Can you print the records below verbatim, from their first line through the line containing "box: [55, 380, 210, 421]", with both of those lines included?

======== SOURCE DATA ========

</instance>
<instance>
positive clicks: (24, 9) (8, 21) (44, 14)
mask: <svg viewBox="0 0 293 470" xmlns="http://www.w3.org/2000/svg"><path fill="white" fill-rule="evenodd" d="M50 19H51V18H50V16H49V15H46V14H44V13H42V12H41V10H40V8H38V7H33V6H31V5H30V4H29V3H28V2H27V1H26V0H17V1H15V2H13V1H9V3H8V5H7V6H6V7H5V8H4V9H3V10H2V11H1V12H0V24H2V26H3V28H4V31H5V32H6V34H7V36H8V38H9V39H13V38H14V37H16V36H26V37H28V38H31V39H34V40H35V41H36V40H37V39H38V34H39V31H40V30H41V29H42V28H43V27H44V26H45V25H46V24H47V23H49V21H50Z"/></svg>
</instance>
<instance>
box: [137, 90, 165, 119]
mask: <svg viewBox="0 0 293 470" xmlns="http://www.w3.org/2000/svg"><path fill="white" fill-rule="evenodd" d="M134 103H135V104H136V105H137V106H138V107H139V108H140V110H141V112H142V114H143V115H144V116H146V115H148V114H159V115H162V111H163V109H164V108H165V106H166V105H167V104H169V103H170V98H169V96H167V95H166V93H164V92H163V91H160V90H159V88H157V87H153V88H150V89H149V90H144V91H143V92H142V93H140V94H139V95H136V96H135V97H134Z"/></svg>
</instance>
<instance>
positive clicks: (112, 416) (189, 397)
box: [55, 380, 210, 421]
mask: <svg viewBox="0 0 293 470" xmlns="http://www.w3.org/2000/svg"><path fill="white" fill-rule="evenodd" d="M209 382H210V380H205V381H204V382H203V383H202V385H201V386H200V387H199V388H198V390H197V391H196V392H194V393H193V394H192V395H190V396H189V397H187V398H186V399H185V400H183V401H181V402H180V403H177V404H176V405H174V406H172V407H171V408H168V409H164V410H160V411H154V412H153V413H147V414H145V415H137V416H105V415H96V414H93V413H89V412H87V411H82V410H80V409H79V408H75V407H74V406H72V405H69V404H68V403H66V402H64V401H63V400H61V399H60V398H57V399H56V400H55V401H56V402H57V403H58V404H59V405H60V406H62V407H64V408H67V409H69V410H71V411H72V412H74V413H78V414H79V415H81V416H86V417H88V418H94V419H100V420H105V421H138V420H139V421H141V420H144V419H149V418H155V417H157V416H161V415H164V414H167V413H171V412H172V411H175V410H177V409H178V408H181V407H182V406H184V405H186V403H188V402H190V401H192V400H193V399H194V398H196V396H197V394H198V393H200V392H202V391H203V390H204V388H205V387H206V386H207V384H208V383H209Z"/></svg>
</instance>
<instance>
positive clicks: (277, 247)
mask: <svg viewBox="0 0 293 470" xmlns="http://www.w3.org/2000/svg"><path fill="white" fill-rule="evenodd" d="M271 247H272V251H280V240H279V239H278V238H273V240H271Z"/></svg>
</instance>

========

RESULT BELOW -
</instance>
<instance>
positive clicks: (24, 9) (8, 21) (44, 14)
mask: <svg viewBox="0 0 293 470" xmlns="http://www.w3.org/2000/svg"><path fill="white" fill-rule="evenodd" d="M50 19H51V18H50V16H49V15H46V14H44V13H42V12H41V10H40V8H38V7H33V6H31V5H30V4H29V3H28V2H27V1H26V0H17V1H15V2H13V1H9V3H8V5H7V6H6V7H5V8H4V9H3V10H2V11H1V12H0V24H2V26H3V28H4V31H5V32H6V34H7V36H8V38H9V39H13V38H14V37H16V36H26V37H28V38H31V39H34V40H35V41H36V40H37V39H38V34H39V31H40V30H41V29H42V28H43V27H44V26H45V25H46V24H47V23H49V21H50Z"/></svg>
</instance>
<instance>
box: [137, 90, 165, 119]
mask: <svg viewBox="0 0 293 470" xmlns="http://www.w3.org/2000/svg"><path fill="white" fill-rule="evenodd" d="M134 103H135V104H136V105H137V106H138V107H139V108H140V110H141V112H142V114H143V115H144V116H146V115H148V114H159V115H162V111H163V109H164V108H165V106H166V105H167V104H169V103H170V98H169V96H167V95H166V93H164V92H163V91H160V90H159V88H157V87H153V88H150V89H149V90H144V91H143V92H142V93H140V94H139V95H136V96H135V97H134Z"/></svg>
</instance>
<instance>
positive clicks: (112, 416) (189, 397)
box: [55, 380, 210, 421]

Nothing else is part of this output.